EXERCISE DETAILS :: Copy out the listing from the line containing "of the orange" through its last line, inclusive, replacing "sweatshirt" with "hoodie" and leaving everything else unchanged.

DATA EXTRACT ::
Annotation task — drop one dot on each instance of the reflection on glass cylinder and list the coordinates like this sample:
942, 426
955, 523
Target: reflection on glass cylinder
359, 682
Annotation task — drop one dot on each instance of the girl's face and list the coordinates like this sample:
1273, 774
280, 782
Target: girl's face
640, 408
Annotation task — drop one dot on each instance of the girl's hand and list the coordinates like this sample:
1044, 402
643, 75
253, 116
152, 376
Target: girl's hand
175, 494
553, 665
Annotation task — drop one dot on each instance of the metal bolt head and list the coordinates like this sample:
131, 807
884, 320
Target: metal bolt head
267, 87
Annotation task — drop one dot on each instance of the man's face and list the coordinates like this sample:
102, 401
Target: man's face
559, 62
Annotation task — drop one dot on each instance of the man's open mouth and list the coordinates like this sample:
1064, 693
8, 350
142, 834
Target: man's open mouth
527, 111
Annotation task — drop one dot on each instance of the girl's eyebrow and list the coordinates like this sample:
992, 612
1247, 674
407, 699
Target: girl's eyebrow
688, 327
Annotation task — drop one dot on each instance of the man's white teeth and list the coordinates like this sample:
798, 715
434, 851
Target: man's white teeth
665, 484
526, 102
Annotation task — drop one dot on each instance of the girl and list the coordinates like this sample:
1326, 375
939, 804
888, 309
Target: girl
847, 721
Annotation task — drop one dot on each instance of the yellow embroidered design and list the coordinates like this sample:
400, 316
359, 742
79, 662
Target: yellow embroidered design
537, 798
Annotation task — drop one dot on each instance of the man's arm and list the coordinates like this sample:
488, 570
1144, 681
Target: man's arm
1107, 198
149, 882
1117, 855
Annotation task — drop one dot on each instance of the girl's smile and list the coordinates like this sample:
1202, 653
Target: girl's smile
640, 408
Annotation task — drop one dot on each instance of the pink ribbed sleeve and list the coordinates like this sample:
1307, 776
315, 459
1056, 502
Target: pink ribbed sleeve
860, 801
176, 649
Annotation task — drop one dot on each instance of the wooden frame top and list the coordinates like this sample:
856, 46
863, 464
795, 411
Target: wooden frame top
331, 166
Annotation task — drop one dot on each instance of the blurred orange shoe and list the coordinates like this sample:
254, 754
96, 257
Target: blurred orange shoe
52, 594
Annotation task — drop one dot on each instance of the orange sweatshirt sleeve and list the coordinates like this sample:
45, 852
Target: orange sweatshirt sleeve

FULL RESPONSE ::
Annotation task — drop one dot on each instance of the orange hoodie sleeve and list the coordinates like this sample:
45, 852
Target: orange hoodie sleeve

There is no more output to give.